START

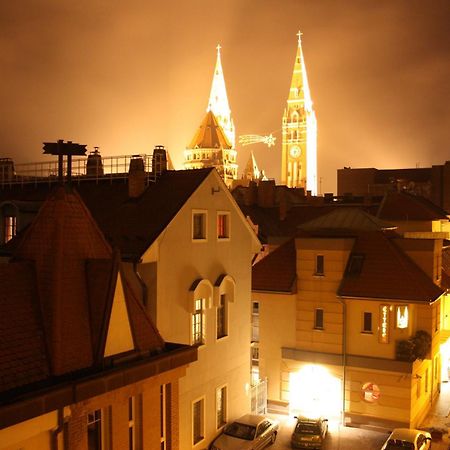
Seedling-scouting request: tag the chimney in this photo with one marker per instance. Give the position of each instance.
(136, 177)
(94, 164)
(159, 160)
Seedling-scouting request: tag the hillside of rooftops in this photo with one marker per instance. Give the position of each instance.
(72, 163)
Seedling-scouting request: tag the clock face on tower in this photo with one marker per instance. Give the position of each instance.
(294, 151)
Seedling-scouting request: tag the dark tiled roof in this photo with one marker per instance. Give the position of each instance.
(210, 134)
(386, 272)
(445, 284)
(349, 218)
(404, 206)
(277, 271)
(23, 357)
(60, 240)
(418, 175)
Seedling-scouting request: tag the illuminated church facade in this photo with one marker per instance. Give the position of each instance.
(299, 132)
(214, 143)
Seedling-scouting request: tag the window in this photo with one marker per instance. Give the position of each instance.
(94, 433)
(198, 322)
(223, 225)
(165, 391)
(367, 322)
(197, 421)
(222, 317)
(255, 321)
(221, 406)
(9, 228)
(318, 319)
(402, 317)
(199, 225)
(254, 349)
(320, 265)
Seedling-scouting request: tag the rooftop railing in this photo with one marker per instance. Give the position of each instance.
(91, 168)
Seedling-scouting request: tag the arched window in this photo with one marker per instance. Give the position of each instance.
(199, 299)
(224, 290)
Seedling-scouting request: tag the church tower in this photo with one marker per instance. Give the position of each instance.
(213, 145)
(299, 140)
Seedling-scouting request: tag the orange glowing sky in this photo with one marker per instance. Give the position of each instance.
(126, 76)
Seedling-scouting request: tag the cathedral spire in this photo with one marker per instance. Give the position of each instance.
(299, 141)
(218, 101)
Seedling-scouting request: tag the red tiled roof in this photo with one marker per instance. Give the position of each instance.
(276, 272)
(23, 357)
(404, 206)
(60, 240)
(386, 273)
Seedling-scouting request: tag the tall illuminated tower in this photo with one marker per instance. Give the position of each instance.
(218, 101)
(213, 144)
(299, 140)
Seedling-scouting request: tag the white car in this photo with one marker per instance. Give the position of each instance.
(407, 439)
(250, 432)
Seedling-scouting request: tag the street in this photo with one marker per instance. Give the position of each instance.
(338, 438)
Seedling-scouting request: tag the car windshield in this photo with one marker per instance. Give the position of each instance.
(241, 431)
(307, 428)
(395, 444)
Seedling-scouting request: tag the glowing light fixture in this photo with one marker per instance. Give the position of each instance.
(315, 391)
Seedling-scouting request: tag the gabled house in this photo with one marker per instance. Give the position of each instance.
(352, 330)
(82, 365)
(186, 251)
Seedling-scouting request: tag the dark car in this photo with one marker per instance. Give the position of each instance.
(309, 432)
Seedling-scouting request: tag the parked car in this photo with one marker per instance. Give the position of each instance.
(309, 432)
(407, 439)
(250, 432)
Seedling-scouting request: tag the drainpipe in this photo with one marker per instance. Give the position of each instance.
(344, 353)
(55, 433)
(142, 283)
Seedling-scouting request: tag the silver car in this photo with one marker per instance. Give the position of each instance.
(250, 432)
(408, 439)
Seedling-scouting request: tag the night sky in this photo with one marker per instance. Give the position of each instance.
(126, 76)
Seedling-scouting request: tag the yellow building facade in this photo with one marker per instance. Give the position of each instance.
(334, 348)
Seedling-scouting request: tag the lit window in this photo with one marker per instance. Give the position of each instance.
(402, 317)
(198, 323)
(221, 406)
(94, 430)
(223, 225)
(199, 226)
(9, 227)
(164, 414)
(370, 392)
(318, 319)
(222, 317)
(384, 324)
(367, 322)
(320, 265)
(254, 363)
(197, 421)
(255, 321)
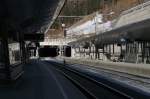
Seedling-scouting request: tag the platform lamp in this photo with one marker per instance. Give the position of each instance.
(64, 36)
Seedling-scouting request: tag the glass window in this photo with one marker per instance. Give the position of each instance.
(14, 53)
(1, 55)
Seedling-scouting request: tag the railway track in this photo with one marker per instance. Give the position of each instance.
(117, 73)
(91, 87)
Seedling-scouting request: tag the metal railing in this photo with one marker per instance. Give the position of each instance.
(141, 6)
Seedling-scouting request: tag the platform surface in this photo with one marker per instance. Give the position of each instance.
(41, 81)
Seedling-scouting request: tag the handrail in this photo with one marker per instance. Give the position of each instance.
(138, 7)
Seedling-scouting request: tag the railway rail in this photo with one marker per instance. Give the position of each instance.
(95, 87)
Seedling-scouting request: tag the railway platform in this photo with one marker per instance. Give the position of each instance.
(40, 81)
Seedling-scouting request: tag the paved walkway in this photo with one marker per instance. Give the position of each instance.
(41, 81)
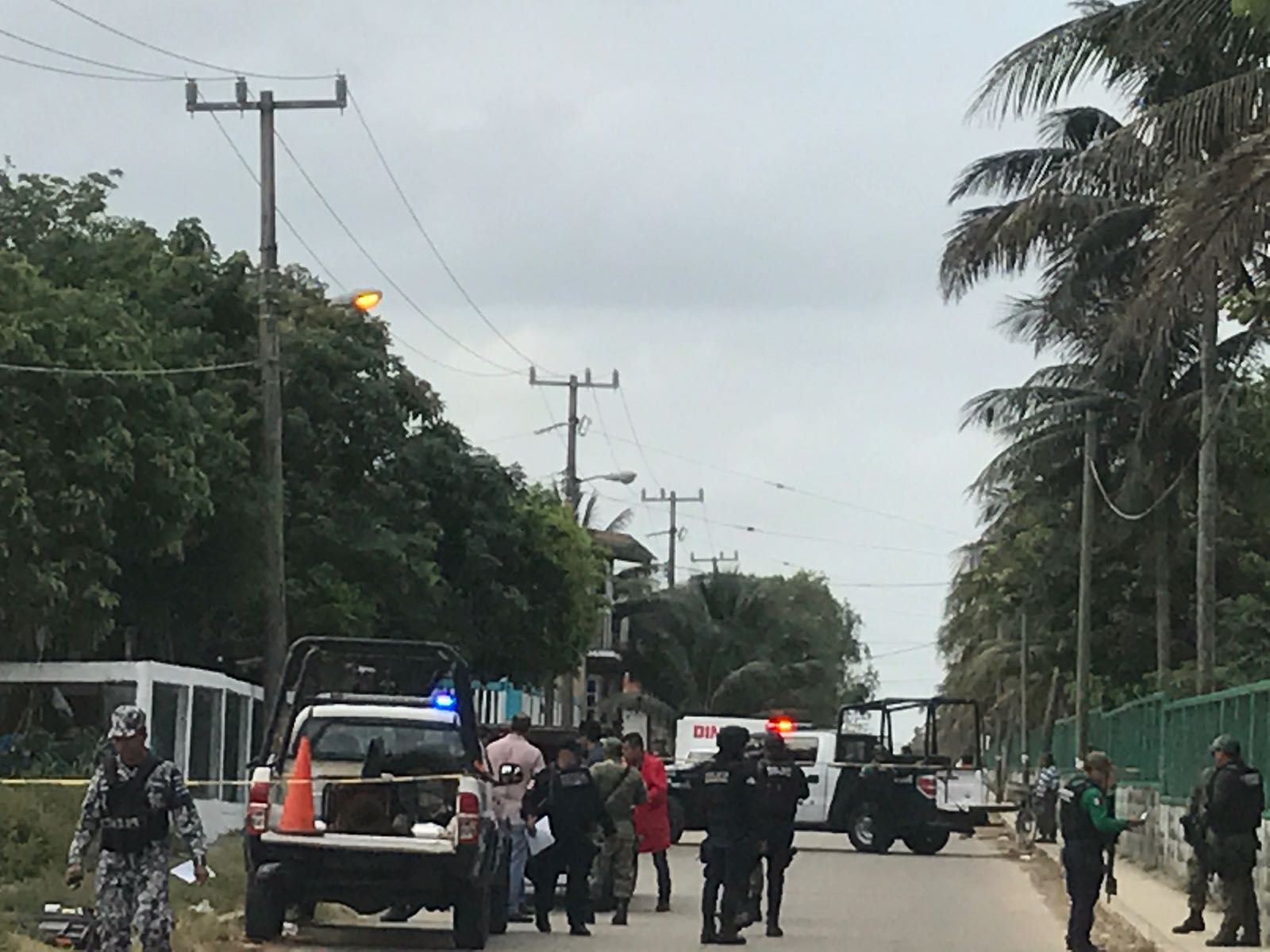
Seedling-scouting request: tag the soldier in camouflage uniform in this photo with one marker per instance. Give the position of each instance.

END

_What you have to do_
Rewrite the data from the line containing "Seedling-scouting request: tag the platform surface" through the end, both included, changing "marker" to "pin" and leaving everything else unchanged. Leave the pictures out.

_Answer to this exercise_
Seedling-scouting request: tag the platform surface in this photo with one pin per instance. Give the position of each instance.
(41, 81)
Seedling-scouting request: tag the handrail in this photo with one pin per instance. Give the position of each instance.
(138, 7)
Seedling-scouting request: tag the railway rail in this photo with one pin per instance. Give the position of each instance.
(95, 87)
Seedling-scouting request: tag the railway platform in this photo with one pin per instance. Give the position of each instance.
(40, 81)
Seedling-scouting request: tag the paved walkway in this photo with one pin per instance. Give the position of each instance.
(41, 81)
Seedling-scouting request: tag the soldier in camouflage uniform in this photo with one pin per instance. Give the position of each instance.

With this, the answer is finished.